Begin Data for this exercise

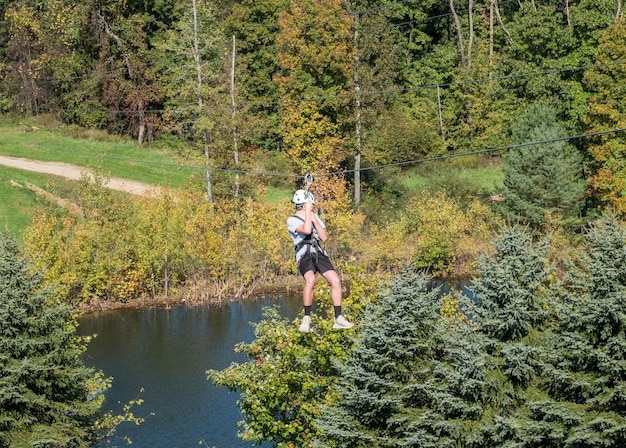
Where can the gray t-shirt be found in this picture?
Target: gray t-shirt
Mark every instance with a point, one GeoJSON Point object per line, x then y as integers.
{"type": "Point", "coordinates": [293, 222]}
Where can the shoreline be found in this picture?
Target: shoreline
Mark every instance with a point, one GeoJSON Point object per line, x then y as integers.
{"type": "Point", "coordinates": [183, 297]}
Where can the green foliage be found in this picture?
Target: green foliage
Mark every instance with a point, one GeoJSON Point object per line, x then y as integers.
{"type": "Point", "coordinates": [545, 178]}
{"type": "Point", "coordinates": [590, 340]}
{"type": "Point", "coordinates": [48, 398]}
{"type": "Point", "coordinates": [442, 233]}
{"type": "Point", "coordinates": [409, 380]}
{"type": "Point", "coordinates": [289, 374]}
{"type": "Point", "coordinates": [607, 111]}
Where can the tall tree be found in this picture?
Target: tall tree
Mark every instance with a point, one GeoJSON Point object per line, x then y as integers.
{"type": "Point", "coordinates": [513, 308]}
{"type": "Point", "coordinates": [255, 27]}
{"type": "Point", "coordinates": [411, 380]}
{"type": "Point", "coordinates": [607, 111]}
{"type": "Point", "coordinates": [591, 372]}
{"type": "Point", "coordinates": [315, 49]}
{"type": "Point", "coordinates": [542, 178]}
{"type": "Point", "coordinates": [130, 88]}
{"type": "Point", "coordinates": [191, 67]}
{"type": "Point", "coordinates": [46, 398]}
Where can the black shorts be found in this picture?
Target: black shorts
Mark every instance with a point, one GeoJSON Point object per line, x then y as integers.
{"type": "Point", "coordinates": [315, 262]}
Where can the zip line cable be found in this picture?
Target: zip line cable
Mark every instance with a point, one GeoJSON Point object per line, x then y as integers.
{"type": "Point", "coordinates": [362, 31]}
{"type": "Point", "coordinates": [244, 104]}
{"type": "Point", "coordinates": [370, 168]}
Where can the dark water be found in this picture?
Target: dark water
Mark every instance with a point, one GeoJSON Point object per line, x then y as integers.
{"type": "Point", "coordinates": [167, 352]}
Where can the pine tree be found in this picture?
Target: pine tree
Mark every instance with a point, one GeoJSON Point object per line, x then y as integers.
{"type": "Point", "coordinates": [410, 381]}
{"type": "Point", "coordinates": [542, 178]}
{"type": "Point", "coordinates": [45, 396]}
{"type": "Point", "coordinates": [591, 343]}
{"type": "Point", "coordinates": [513, 309]}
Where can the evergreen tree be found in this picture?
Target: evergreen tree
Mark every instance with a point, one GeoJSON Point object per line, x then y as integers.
{"type": "Point", "coordinates": [410, 381]}
{"type": "Point", "coordinates": [45, 389]}
{"type": "Point", "coordinates": [591, 342]}
{"type": "Point", "coordinates": [542, 178]}
{"type": "Point", "coordinates": [513, 309]}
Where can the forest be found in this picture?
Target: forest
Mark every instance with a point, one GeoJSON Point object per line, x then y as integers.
{"type": "Point", "coordinates": [361, 94]}
{"type": "Point", "coordinates": [357, 93]}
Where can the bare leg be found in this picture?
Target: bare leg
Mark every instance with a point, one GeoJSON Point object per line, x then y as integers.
{"type": "Point", "coordinates": [335, 286]}
{"type": "Point", "coordinates": [307, 292]}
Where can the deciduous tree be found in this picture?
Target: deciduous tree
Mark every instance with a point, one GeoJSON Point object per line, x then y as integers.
{"type": "Point", "coordinates": [607, 111]}
{"type": "Point", "coordinates": [546, 177]}
{"type": "Point", "coordinates": [47, 397]}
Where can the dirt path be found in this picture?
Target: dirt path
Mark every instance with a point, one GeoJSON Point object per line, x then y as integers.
{"type": "Point", "coordinates": [74, 172]}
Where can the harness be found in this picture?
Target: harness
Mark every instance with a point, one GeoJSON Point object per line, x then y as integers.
{"type": "Point", "coordinates": [308, 241]}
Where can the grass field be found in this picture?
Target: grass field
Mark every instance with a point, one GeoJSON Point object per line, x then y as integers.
{"type": "Point", "coordinates": [17, 202]}
{"type": "Point", "coordinates": [116, 157]}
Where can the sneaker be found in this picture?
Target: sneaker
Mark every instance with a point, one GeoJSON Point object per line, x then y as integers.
{"type": "Point", "coordinates": [342, 323]}
{"type": "Point", "coordinates": [305, 326]}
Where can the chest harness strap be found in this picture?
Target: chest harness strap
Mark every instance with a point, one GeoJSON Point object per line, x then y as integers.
{"type": "Point", "coordinates": [308, 241]}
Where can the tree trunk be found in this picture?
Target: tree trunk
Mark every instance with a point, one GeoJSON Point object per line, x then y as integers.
{"type": "Point", "coordinates": [233, 116]}
{"type": "Point", "coordinates": [357, 111]}
{"type": "Point", "coordinates": [459, 33]}
{"type": "Point", "coordinates": [205, 137]}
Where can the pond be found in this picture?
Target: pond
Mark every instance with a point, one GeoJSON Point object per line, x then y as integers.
{"type": "Point", "coordinates": [166, 353]}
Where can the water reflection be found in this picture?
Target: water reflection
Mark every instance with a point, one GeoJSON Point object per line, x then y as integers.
{"type": "Point", "coordinates": [167, 352]}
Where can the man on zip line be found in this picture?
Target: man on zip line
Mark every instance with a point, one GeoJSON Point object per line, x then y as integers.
{"type": "Point", "coordinates": [307, 230]}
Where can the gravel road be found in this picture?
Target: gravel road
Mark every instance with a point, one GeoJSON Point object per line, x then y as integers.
{"type": "Point", "coordinates": [73, 172]}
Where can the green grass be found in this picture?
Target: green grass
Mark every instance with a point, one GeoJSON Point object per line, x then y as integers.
{"type": "Point", "coordinates": [123, 159]}
{"type": "Point", "coordinates": [487, 178]}
{"type": "Point", "coordinates": [18, 203]}
{"type": "Point", "coordinates": [117, 157]}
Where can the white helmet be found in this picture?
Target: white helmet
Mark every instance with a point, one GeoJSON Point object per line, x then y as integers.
{"type": "Point", "coordinates": [301, 196]}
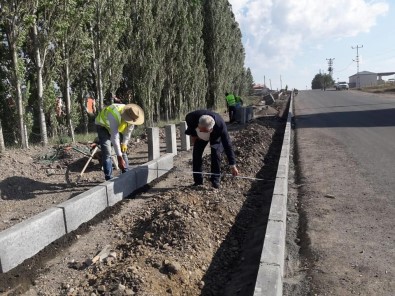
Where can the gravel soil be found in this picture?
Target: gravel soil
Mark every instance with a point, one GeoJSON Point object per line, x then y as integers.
{"type": "Point", "coordinates": [167, 239]}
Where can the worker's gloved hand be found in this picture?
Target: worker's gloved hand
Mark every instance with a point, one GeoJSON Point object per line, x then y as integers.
{"type": "Point", "coordinates": [121, 163]}
{"type": "Point", "coordinates": [234, 170]}
{"type": "Point", "coordinates": [124, 148]}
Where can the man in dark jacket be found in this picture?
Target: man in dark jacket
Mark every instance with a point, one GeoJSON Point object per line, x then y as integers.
{"type": "Point", "coordinates": [206, 126]}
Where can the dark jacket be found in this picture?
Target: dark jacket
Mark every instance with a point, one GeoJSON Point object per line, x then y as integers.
{"type": "Point", "coordinates": [218, 136]}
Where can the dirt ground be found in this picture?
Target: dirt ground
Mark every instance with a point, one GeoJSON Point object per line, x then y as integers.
{"type": "Point", "coordinates": [168, 239]}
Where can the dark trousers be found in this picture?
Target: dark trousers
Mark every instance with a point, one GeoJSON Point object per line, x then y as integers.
{"type": "Point", "coordinates": [232, 113]}
{"type": "Point", "coordinates": [105, 146]}
{"type": "Point", "coordinates": [197, 161]}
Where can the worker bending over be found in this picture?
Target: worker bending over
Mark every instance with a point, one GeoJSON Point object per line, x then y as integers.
{"type": "Point", "coordinates": [206, 126]}
{"type": "Point", "coordinates": [115, 124]}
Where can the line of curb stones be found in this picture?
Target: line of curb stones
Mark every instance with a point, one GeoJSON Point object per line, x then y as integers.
{"type": "Point", "coordinates": [271, 266]}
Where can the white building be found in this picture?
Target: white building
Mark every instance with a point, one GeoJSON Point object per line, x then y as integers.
{"type": "Point", "coordinates": [363, 79]}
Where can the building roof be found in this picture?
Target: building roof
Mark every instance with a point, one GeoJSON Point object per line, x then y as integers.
{"type": "Point", "coordinates": [385, 73]}
{"type": "Point", "coordinates": [363, 73]}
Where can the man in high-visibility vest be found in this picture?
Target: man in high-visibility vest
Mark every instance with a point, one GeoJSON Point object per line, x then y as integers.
{"type": "Point", "coordinates": [231, 103]}
{"type": "Point", "coordinates": [115, 124]}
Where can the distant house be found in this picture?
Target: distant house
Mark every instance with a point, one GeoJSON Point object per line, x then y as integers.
{"type": "Point", "coordinates": [363, 79]}
{"type": "Point", "coordinates": [260, 89]}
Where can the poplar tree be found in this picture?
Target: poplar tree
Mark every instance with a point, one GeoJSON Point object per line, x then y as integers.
{"type": "Point", "coordinates": [13, 13]}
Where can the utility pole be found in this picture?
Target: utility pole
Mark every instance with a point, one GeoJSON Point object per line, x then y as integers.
{"type": "Point", "coordinates": [357, 60]}
{"type": "Point", "coordinates": [281, 83]}
{"type": "Point", "coordinates": [330, 66]}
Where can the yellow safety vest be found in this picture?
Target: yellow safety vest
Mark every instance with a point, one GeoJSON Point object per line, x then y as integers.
{"type": "Point", "coordinates": [115, 110]}
{"type": "Point", "coordinates": [230, 99]}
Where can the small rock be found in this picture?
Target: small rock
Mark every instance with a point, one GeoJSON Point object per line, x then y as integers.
{"type": "Point", "coordinates": [174, 267]}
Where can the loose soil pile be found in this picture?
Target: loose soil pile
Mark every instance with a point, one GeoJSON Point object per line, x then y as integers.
{"type": "Point", "coordinates": [172, 239]}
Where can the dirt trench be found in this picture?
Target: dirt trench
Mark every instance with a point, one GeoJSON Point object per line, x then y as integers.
{"type": "Point", "coordinates": [170, 238]}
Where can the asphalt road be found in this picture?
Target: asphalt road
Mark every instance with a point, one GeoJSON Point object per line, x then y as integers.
{"type": "Point", "coordinates": [345, 141]}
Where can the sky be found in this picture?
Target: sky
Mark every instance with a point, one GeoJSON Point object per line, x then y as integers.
{"type": "Point", "coordinates": [288, 42]}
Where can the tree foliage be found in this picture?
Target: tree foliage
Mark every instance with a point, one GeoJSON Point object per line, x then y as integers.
{"type": "Point", "coordinates": [322, 81]}
{"type": "Point", "coordinates": [170, 57]}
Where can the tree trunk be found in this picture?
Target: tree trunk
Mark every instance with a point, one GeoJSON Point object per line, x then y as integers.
{"type": "Point", "coordinates": [2, 145]}
{"type": "Point", "coordinates": [19, 99]}
{"type": "Point", "coordinates": [67, 96]}
{"type": "Point", "coordinates": [43, 127]}
{"type": "Point", "coordinates": [84, 115]}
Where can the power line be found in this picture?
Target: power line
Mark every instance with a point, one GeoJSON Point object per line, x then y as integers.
{"type": "Point", "coordinates": [330, 65]}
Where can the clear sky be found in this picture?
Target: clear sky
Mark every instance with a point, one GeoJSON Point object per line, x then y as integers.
{"type": "Point", "coordinates": [287, 42]}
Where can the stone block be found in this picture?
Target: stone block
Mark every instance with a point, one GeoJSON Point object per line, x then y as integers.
{"type": "Point", "coordinates": [269, 281]}
{"type": "Point", "coordinates": [153, 143]}
{"type": "Point", "coordinates": [171, 139]}
{"type": "Point", "coordinates": [165, 164]}
{"type": "Point", "coordinates": [27, 238]}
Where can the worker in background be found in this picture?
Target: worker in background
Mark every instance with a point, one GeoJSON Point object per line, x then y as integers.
{"type": "Point", "coordinates": [239, 101]}
{"type": "Point", "coordinates": [115, 124]}
{"type": "Point", "coordinates": [206, 126]}
{"type": "Point", "coordinates": [231, 103]}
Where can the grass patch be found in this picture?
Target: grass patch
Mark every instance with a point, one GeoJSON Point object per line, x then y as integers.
{"type": "Point", "coordinates": [384, 88]}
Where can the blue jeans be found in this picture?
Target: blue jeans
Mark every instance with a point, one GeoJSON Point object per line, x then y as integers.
{"type": "Point", "coordinates": [197, 161]}
{"type": "Point", "coordinates": [105, 146]}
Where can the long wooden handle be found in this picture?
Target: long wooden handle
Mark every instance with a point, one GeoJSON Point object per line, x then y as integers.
{"type": "Point", "coordinates": [89, 160]}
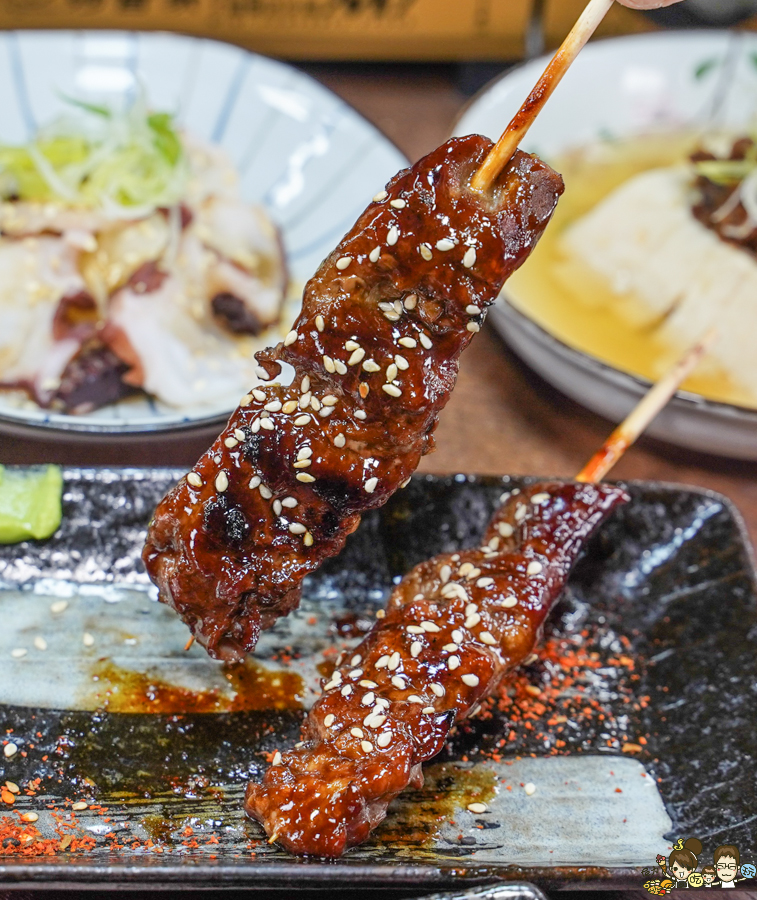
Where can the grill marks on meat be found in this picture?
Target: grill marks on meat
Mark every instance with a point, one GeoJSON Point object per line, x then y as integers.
{"type": "Point", "coordinates": [452, 628]}
{"type": "Point", "coordinates": [375, 356]}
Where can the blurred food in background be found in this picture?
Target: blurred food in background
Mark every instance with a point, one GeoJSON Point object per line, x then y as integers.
{"type": "Point", "coordinates": [129, 263]}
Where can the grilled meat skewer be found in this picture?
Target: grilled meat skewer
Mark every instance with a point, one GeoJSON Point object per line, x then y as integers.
{"type": "Point", "coordinates": [372, 358]}
{"type": "Point", "coordinates": [452, 629]}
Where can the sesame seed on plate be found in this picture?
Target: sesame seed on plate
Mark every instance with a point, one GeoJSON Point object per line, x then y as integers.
{"type": "Point", "coordinates": [477, 808]}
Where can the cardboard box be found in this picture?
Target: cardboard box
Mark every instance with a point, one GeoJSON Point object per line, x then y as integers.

End Data for this exercise

Challenge => Please repeat the records word for word, from the line with "Where can the sesame" up to and including the final line of the records.

Solution =>
Where can the sesame seed on plate be found in this picture?
Target: sesame seed on plate
Mark every instance with a point, one GeoJSON Point object per line, x then y as integers.
{"type": "Point", "coordinates": [477, 808]}
Where can the cardboard box be found in this picture?
Target: cardboard box
Mark every instance with a point, one GeoJSON Point object per line, x then y as integers.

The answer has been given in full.